__DIRECTIONS FOR THIS TASK__
Edit the lines below so that every "white cloud" becomes "gray cloud", keeping everything else the same.

__MATERIAL PROVIDED__
------------------------------------------------------------------------
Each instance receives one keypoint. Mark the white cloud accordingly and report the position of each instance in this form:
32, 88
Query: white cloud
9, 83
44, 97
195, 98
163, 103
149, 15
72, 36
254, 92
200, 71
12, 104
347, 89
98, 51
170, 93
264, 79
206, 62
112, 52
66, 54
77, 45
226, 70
------------------------------------------------------------------------
__WORKED ANSWER__
Each instance receives one keypoint. Mark the gray cloud accordingly and report the position of each instance in this form:
32, 88
Query: gray cloud
9, 83
44, 97
195, 98
163, 103
149, 15
72, 36
254, 92
200, 71
12, 104
347, 89
98, 51
170, 93
264, 79
206, 62
112, 52
66, 54
77, 45
226, 70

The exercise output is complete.